Scale all of the lines below by reproducing each one in full, requests included, with every bounding box coordinate in the answers multiplied by 1.2 and rounded to a whole number, halves rounded up. Leave the numbers in the requests and their sample format unchanged.
= = =
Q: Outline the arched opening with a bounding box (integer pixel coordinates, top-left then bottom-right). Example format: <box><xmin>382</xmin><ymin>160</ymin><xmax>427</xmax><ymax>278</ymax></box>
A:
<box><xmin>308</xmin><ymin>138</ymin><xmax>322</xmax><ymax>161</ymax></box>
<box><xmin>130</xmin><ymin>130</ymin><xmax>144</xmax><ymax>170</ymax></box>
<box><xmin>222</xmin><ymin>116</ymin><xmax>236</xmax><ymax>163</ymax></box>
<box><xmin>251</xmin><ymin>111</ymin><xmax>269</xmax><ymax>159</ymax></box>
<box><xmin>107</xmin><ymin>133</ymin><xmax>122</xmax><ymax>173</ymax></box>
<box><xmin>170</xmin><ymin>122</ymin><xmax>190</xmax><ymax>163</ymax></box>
= = =
ANSWER FOR THIS EXERCISE>
Q: Outline the arched opening with a bounding box (integer pixel coordinates, top-left then bottom-right). Example format: <box><xmin>382</xmin><ymin>160</ymin><xmax>427</xmax><ymax>278</ymax></box>
A:
<box><xmin>370</xmin><ymin>166</ymin><xmax>386</xmax><ymax>193</ymax></box>
<box><xmin>156</xmin><ymin>156</ymin><xmax>173</xmax><ymax>204</ymax></box>
<box><xmin>266</xmin><ymin>139</ymin><xmax>283</xmax><ymax>196</ymax></box>
<box><xmin>301</xmin><ymin>133</ymin><xmax>323</xmax><ymax>191</ymax></box>
<box><xmin>128</xmin><ymin>160</ymin><xmax>146</xmax><ymax>208</ymax></box>
<box><xmin>204</xmin><ymin>146</ymin><xmax>228</xmax><ymax>196</ymax></box>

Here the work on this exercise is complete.